◆ Exercise objective ◆
Give back an exact copy of the lines from the start of the material through the line bearing "TARGET: house window". Include both ends and nothing else.
• • •
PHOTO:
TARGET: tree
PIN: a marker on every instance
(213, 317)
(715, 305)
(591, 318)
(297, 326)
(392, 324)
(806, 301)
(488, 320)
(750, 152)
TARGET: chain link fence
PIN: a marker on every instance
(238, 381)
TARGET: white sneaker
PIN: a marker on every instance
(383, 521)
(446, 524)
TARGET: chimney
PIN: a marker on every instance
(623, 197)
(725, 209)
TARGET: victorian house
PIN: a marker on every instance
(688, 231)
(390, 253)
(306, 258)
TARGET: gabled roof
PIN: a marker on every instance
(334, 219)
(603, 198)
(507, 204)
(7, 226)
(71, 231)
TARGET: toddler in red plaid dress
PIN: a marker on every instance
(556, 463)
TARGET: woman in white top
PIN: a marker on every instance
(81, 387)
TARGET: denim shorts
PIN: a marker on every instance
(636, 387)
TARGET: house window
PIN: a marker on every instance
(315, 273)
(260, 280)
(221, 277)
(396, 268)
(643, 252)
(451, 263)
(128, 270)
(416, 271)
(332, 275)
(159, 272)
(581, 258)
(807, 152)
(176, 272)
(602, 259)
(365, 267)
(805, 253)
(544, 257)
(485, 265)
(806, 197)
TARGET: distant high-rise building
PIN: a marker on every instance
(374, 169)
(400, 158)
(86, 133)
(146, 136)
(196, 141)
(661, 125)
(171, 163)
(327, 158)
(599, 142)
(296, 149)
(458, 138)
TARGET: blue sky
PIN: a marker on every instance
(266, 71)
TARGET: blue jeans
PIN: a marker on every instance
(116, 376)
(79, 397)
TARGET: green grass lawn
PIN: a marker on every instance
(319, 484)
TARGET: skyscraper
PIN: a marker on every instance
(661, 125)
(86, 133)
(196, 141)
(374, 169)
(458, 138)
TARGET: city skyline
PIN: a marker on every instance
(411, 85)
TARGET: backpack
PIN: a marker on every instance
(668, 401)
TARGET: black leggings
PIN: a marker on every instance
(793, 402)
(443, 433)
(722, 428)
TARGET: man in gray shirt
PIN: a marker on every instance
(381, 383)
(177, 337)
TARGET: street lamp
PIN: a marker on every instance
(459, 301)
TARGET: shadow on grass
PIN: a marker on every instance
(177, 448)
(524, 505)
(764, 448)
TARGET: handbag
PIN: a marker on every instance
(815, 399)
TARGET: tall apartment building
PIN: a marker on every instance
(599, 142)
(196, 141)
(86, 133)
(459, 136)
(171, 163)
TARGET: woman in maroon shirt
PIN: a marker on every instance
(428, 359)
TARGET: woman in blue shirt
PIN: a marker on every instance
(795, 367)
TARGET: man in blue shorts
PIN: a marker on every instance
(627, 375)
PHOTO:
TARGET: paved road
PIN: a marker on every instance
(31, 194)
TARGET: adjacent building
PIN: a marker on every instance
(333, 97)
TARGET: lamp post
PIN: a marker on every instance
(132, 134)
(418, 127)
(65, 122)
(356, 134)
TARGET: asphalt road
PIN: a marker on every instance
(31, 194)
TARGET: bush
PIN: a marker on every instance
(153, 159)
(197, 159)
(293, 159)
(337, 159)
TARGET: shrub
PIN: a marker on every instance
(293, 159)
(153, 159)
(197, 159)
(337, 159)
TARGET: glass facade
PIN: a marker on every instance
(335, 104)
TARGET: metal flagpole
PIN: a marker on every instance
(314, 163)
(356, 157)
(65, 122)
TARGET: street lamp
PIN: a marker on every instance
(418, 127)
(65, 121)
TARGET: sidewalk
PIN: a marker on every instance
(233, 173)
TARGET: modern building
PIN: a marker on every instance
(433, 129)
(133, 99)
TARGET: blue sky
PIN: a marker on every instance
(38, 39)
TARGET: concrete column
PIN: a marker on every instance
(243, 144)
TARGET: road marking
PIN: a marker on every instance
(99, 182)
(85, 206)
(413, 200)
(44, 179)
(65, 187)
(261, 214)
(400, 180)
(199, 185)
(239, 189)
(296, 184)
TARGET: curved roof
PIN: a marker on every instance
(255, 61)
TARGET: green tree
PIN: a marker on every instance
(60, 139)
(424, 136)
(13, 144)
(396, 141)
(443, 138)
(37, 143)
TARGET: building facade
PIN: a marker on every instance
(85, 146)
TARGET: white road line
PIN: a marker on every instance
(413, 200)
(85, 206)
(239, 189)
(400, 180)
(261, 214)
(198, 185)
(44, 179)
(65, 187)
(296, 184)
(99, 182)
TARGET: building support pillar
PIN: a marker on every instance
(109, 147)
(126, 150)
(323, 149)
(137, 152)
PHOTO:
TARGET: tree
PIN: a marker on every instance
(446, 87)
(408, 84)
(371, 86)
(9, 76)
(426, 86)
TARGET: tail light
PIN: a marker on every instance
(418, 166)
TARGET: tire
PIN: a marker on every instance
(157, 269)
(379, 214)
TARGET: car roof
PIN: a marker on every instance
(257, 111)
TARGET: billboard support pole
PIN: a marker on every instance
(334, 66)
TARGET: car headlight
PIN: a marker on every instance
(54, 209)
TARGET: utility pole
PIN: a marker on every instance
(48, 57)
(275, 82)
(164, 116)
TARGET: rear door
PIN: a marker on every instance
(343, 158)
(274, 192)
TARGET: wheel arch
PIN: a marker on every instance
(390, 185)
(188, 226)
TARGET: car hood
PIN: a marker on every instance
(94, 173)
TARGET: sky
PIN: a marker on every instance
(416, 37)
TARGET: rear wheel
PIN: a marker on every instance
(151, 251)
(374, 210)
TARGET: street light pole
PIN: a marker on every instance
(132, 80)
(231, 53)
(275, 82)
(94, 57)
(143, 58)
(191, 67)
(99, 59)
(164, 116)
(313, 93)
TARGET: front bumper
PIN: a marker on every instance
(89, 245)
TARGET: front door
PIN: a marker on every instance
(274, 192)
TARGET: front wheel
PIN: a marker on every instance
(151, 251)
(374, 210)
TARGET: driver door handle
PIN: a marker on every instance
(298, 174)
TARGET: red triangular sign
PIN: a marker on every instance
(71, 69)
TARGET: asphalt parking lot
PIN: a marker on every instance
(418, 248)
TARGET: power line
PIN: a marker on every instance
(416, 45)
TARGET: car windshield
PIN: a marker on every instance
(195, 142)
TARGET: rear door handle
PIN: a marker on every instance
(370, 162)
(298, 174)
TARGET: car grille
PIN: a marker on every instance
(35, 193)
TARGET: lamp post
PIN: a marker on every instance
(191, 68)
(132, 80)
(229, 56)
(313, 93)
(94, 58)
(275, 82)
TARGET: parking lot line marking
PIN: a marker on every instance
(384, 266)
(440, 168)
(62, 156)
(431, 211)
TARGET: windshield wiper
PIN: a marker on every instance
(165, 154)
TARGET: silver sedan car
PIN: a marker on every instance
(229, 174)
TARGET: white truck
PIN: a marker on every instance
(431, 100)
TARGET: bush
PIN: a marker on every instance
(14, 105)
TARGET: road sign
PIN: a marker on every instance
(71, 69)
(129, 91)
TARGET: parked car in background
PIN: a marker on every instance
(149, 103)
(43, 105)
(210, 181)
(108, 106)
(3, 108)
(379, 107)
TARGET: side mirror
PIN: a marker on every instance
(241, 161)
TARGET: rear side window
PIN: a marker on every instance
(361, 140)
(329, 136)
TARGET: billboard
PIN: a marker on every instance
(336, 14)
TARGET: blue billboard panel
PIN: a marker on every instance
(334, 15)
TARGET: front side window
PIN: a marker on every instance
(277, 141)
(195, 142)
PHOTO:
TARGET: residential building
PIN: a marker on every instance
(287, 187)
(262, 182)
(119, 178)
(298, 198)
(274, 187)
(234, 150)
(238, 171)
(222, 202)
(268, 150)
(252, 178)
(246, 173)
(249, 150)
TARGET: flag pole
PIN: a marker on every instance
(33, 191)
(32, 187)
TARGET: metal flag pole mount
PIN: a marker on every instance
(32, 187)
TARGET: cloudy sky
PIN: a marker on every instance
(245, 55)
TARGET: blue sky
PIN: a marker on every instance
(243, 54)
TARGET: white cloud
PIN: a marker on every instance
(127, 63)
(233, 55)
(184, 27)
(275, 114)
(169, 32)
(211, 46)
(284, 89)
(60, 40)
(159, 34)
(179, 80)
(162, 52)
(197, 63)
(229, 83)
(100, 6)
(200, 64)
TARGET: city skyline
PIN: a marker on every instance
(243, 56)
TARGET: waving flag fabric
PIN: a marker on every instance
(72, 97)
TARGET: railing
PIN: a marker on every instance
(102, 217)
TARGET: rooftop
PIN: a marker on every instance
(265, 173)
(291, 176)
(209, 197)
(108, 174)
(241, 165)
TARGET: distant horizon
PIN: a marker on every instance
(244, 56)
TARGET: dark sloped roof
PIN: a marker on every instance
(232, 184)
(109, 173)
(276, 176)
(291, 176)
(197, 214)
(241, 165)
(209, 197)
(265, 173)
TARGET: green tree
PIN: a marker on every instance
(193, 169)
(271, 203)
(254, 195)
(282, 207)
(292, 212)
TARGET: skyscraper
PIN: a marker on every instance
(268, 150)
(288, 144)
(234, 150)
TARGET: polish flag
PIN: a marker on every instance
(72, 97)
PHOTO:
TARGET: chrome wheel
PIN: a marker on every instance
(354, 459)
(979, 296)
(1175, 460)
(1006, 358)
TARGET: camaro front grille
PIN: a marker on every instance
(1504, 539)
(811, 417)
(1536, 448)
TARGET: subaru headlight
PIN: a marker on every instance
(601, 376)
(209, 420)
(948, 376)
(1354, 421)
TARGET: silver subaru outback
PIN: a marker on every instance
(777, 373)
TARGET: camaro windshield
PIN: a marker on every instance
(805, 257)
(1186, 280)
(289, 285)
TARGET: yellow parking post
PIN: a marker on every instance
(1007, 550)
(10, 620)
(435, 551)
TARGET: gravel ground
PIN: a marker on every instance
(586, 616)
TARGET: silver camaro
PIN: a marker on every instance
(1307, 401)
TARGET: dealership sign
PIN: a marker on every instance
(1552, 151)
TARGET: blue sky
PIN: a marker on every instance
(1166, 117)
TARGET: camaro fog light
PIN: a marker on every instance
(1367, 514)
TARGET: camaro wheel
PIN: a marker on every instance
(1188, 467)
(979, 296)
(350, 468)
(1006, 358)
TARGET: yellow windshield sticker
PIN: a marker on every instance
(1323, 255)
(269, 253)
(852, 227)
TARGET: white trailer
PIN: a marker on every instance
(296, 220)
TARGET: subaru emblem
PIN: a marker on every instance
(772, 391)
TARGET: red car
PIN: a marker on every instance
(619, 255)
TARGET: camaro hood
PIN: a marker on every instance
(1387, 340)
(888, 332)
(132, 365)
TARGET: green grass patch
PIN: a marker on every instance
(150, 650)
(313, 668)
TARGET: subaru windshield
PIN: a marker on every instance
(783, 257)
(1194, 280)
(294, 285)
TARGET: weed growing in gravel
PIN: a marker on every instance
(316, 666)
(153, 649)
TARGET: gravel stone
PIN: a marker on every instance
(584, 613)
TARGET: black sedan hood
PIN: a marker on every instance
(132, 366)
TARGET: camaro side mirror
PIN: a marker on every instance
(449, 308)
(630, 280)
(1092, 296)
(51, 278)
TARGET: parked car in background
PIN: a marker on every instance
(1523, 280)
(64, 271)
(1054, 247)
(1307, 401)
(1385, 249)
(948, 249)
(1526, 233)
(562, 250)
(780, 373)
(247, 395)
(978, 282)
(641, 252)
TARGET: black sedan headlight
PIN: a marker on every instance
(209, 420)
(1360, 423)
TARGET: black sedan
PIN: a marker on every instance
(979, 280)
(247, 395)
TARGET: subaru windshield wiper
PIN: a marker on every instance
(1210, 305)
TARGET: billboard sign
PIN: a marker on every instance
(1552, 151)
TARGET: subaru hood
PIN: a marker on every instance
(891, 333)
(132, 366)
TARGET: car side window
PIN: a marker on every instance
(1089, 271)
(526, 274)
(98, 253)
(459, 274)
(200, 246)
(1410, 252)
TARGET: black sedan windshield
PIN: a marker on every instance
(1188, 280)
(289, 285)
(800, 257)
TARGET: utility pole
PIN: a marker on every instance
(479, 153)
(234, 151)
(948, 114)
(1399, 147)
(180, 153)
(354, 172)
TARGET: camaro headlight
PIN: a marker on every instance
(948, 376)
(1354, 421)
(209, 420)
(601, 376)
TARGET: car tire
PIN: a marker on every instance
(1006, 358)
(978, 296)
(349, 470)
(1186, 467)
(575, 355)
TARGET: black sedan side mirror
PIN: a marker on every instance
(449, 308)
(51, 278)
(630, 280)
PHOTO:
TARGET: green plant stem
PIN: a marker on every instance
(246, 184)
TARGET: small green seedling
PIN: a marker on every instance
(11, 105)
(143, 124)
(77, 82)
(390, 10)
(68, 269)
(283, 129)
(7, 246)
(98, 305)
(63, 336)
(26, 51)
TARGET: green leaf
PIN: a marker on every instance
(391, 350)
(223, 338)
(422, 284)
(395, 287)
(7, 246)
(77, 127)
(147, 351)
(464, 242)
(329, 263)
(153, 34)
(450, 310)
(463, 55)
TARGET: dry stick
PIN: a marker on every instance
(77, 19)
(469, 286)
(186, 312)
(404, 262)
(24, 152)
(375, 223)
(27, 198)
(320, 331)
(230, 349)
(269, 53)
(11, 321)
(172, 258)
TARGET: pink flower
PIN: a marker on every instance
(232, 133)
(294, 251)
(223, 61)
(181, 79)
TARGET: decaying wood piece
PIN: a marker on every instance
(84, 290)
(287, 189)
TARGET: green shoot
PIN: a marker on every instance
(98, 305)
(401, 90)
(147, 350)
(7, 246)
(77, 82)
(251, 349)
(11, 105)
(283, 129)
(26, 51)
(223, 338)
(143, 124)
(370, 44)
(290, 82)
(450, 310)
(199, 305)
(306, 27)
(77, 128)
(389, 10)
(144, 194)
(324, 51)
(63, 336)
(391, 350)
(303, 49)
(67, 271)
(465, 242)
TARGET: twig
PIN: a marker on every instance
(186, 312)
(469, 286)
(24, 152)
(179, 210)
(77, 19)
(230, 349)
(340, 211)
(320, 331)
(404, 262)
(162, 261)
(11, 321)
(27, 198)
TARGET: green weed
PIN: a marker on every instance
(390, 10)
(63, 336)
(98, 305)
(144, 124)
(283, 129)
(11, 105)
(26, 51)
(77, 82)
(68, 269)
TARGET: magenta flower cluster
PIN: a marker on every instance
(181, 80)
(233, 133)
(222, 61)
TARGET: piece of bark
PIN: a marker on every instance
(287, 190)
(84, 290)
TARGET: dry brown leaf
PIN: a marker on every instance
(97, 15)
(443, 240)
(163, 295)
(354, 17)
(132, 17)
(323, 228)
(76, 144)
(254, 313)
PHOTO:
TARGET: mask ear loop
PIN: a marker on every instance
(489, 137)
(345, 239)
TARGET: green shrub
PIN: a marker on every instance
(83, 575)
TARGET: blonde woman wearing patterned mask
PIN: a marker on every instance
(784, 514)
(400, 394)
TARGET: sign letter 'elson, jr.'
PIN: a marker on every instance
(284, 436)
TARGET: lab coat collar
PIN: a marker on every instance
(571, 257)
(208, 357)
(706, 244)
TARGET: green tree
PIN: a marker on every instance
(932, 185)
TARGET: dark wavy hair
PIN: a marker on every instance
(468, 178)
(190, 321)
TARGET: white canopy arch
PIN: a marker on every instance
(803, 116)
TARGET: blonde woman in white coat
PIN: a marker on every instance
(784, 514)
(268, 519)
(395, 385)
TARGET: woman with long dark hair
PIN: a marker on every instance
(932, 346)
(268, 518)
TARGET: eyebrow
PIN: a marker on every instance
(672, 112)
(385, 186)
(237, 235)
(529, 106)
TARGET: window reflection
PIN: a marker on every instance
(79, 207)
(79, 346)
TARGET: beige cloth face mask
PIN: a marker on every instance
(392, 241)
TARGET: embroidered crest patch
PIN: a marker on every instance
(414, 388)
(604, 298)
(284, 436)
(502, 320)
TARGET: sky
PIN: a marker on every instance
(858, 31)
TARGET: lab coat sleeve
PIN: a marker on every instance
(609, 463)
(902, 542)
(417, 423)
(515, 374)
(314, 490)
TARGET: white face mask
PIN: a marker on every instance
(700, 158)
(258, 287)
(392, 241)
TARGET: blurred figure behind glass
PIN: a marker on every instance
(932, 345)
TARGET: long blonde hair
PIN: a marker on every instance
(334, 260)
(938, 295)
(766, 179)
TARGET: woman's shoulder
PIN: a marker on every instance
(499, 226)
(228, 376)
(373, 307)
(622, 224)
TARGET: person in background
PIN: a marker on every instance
• • •
◆ Output ◆
PHOTO:
TARGET: tree
PIN: a marker on every instance
(213, 317)
(715, 305)
(591, 318)
(297, 326)
(392, 324)
(806, 301)
(488, 320)
(750, 152)
TARGET: chain link fence
PIN: a marker on every instance
(238, 381)
TARGET: white sneaker
PIN: a marker on every instance
(383, 521)
(446, 524)
TARGET: chimney
PIN: a marker on every instance
(623, 197)
(725, 209)
TARGET: victorian house
PIN: a marker on every instance
(688, 231)
(390, 253)
(306, 258)
TARGET: gabled roof
PIN: a marker on every instance
(334, 219)
(603, 198)
(507, 204)
(7, 226)
(71, 231)
TARGET: toddler in red plaid dress
PIN: a marker on every instance
(556, 463)
TARGET: woman in white top
PIN: a marker on every instance
(81, 387)
TARGET: denim shorts
PIN: a marker on every instance
(636, 387)
TARGET: house window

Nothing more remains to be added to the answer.